■ Your objective: Write out the lines of the records from the one containing "Do you think you could find the turquoise" to the very last, keeping each exactly as it is.

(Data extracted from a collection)
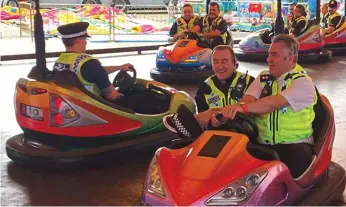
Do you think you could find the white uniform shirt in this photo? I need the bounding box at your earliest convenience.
[245,70,315,112]
[244,69,316,144]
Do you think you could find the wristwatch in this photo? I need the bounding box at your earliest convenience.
[239,102,248,115]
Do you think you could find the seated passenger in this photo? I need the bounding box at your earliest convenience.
[321,3,329,28]
[164,35,316,178]
[285,3,297,34]
[169,4,199,41]
[322,0,342,36]
[53,22,163,114]
[187,2,229,49]
[212,34,316,178]
[289,5,308,37]
[163,45,254,137]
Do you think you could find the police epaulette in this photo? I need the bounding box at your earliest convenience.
[260,74,275,82]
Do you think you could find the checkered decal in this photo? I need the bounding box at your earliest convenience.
[172,114,191,138]
[72,54,90,74]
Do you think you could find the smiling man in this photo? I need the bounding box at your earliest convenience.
[322,0,342,35]
[187,2,229,48]
[321,3,329,28]
[212,34,317,178]
[194,45,254,128]
[163,45,254,136]
[169,4,199,41]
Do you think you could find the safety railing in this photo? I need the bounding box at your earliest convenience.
[15,3,175,40]
[38,3,114,40]
[110,4,171,36]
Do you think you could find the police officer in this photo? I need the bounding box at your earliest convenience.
[187,2,229,49]
[162,45,254,134]
[321,3,329,28]
[322,0,341,35]
[213,34,317,178]
[53,22,132,102]
[285,3,297,33]
[194,45,254,128]
[169,4,199,41]
[289,5,308,37]
[53,22,161,113]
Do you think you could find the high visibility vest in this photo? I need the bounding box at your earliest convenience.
[327,12,341,27]
[204,71,252,108]
[290,16,307,35]
[176,16,198,34]
[202,15,228,43]
[53,53,101,96]
[255,64,317,145]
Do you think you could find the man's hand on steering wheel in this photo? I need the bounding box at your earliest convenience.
[211,104,244,127]
[120,63,134,71]
[222,104,244,120]
[211,106,259,143]
[211,110,226,127]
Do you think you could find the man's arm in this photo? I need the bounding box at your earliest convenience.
[246,94,289,115]
[290,20,306,37]
[286,14,293,29]
[81,59,121,102]
[195,83,212,113]
[221,76,315,119]
[169,22,178,37]
[247,76,315,114]
[201,19,227,38]
[186,18,202,33]
[103,63,133,74]
[241,94,257,103]
[324,16,341,34]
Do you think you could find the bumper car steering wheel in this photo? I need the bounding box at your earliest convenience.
[216,112,259,143]
[183,31,210,48]
[112,66,137,93]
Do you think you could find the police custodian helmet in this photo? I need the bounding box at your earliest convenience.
[57,22,91,39]
[328,0,338,9]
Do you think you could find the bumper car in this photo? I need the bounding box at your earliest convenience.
[234,21,332,63]
[142,91,346,205]
[151,31,233,83]
[324,15,346,55]
[6,67,196,166]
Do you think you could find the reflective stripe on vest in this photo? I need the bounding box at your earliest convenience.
[255,64,317,145]
[202,15,227,43]
[327,12,340,26]
[295,16,308,31]
[321,13,329,28]
[176,16,198,35]
[53,53,102,97]
[204,71,251,108]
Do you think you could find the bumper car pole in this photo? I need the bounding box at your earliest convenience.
[316,0,321,22]
[27,0,50,81]
[275,0,285,34]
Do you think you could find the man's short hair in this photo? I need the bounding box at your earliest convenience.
[209,2,220,11]
[272,34,299,62]
[212,45,237,65]
[183,3,193,10]
[328,0,338,9]
[62,38,75,47]
[295,4,307,17]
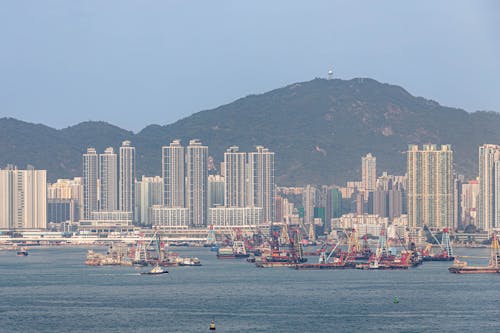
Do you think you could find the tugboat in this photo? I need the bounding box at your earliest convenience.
[140,263,169,275]
[16,247,29,256]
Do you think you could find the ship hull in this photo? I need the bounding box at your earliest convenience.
[178,262,202,266]
[217,253,249,259]
[356,264,409,270]
[448,266,500,274]
[140,271,169,275]
[256,262,296,268]
[423,256,455,262]
[294,263,350,270]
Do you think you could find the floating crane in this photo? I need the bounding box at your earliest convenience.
[422,227,454,261]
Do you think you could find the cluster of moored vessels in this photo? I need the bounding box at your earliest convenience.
[213,225,500,275]
[85,232,201,275]
[12,223,500,276]
[211,225,462,272]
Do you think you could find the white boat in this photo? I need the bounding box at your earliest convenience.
[178,257,202,266]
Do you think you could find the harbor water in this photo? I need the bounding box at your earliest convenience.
[1,247,500,332]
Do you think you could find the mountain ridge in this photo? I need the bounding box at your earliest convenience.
[1,77,498,184]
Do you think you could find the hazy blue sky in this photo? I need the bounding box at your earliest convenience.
[1,1,499,132]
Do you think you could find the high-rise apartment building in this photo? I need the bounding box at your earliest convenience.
[326,188,342,225]
[47,178,83,223]
[462,179,479,228]
[453,175,463,230]
[387,189,403,219]
[208,175,225,207]
[302,185,316,225]
[362,153,377,193]
[135,176,163,225]
[99,147,118,211]
[248,146,275,223]
[162,140,185,207]
[224,146,247,208]
[478,144,500,232]
[0,167,47,229]
[274,195,284,223]
[186,139,208,227]
[407,144,454,229]
[83,148,98,219]
[373,190,388,217]
[119,141,136,214]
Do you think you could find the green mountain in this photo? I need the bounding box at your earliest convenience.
[1,78,498,184]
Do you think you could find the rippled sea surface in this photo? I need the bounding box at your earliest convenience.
[1,247,500,332]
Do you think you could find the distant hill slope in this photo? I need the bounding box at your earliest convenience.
[1,78,498,184]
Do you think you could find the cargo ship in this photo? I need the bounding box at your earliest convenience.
[449,234,500,274]
[217,241,249,259]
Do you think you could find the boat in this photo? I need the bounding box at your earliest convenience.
[355,260,409,270]
[16,247,29,256]
[449,234,500,274]
[256,261,297,268]
[0,242,18,251]
[258,226,307,268]
[294,262,353,270]
[85,246,132,266]
[140,264,169,275]
[178,257,202,266]
[85,249,104,265]
[448,259,500,274]
[423,251,455,261]
[217,241,249,259]
[423,227,455,261]
[132,259,148,267]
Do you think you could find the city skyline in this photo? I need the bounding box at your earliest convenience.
[70,141,277,229]
[3,139,500,235]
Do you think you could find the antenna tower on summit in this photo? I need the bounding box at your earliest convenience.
[327,69,333,80]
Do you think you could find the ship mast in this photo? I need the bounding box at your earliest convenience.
[490,234,499,268]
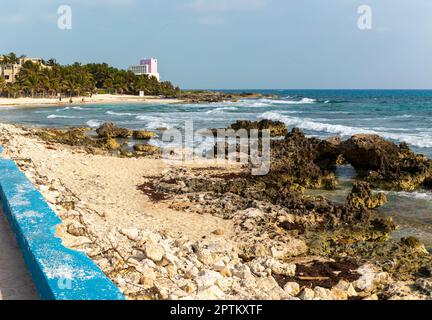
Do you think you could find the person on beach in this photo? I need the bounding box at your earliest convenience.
[69,98,73,104]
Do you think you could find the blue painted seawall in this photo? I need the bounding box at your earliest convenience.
[0,145,125,300]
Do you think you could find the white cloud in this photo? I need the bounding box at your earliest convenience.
[190,0,266,12]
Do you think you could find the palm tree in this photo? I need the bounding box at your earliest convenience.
[4,82,20,98]
[0,76,6,96]
[1,53,180,98]
[17,61,42,98]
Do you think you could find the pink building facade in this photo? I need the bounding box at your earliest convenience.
[140,58,158,74]
[128,58,160,81]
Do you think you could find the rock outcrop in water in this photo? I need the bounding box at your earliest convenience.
[268,128,341,190]
[96,122,132,138]
[222,119,289,137]
[179,91,263,104]
[347,181,387,210]
[215,121,432,192]
[341,134,432,191]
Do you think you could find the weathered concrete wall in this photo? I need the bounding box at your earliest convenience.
[0,146,125,300]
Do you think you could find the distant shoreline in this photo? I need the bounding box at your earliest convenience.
[0,94,184,108]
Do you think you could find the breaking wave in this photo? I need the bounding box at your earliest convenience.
[86,120,102,128]
[106,111,136,116]
[47,114,78,119]
[136,115,171,130]
[205,107,239,114]
[259,111,432,148]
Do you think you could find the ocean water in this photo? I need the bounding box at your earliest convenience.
[1,89,431,247]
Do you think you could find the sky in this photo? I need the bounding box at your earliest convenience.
[0,0,431,89]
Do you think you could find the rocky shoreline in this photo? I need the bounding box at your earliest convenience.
[179,91,265,104]
[0,120,431,300]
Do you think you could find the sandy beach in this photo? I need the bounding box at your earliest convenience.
[1,121,431,300]
[0,94,183,108]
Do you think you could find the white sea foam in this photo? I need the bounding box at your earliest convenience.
[86,120,101,128]
[384,191,432,201]
[257,97,317,105]
[205,107,239,114]
[259,111,432,148]
[47,114,78,119]
[106,111,135,116]
[136,115,171,129]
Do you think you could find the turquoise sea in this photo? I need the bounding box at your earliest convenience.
[1,89,431,248]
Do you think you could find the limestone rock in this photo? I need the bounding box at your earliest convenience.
[120,228,142,242]
[144,241,165,263]
[284,282,300,297]
[299,288,315,300]
[354,264,390,293]
[314,286,337,300]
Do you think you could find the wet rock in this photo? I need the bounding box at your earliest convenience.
[347,181,387,210]
[96,122,132,138]
[133,130,157,140]
[227,119,288,137]
[341,134,432,191]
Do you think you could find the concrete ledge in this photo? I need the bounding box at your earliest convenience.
[0,146,125,300]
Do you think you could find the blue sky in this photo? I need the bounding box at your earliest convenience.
[1,0,431,89]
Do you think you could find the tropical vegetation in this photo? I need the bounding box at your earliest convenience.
[0,52,180,98]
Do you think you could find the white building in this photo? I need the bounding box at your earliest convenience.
[128,58,160,81]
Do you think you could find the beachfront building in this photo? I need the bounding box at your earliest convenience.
[128,58,160,81]
[0,57,46,83]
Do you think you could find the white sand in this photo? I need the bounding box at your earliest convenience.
[0,94,183,108]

■ Response area:
Do you think you could find the turquoise sea in this photo? I need the bounding box at your earliest convenience.
[1,89,431,248]
Do you think you could find the limestone rock in this photo? I need the bounding box at your earliest convenience.
[120,228,142,242]
[144,241,165,263]
[284,282,300,297]
[299,288,315,300]
[354,264,390,293]
[314,286,337,300]
Do you think you could find the wet rock in this photo? I need the bounding box at your earliest convenience.
[347,181,387,210]
[96,122,132,138]
[133,130,157,140]
[227,119,288,137]
[341,134,432,191]
Do you think you could find the concrete ledge in this photo? I need the bounding box at your earliest convenience.
[0,146,125,300]
Do you think you could find the blue sky in this photo? I need the bounding box at your earliest convenience.
[1,0,431,89]
Do you think you could find the tropical vegetation in this photo? I need the bounding box at your earliest convenience.
[0,52,180,98]
Do you think you could find the white building in this photo? I need the bounding box at your earliest convenience.
[128,58,160,81]
Do you think you could find the beachfront building in this photo? I need the bounding box at your earliest convenience.
[128,58,160,81]
[0,57,46,83]
Do you think you could find the white sand in this photo? I need the bounding box at your earliest convenience.
[0,94,183,108]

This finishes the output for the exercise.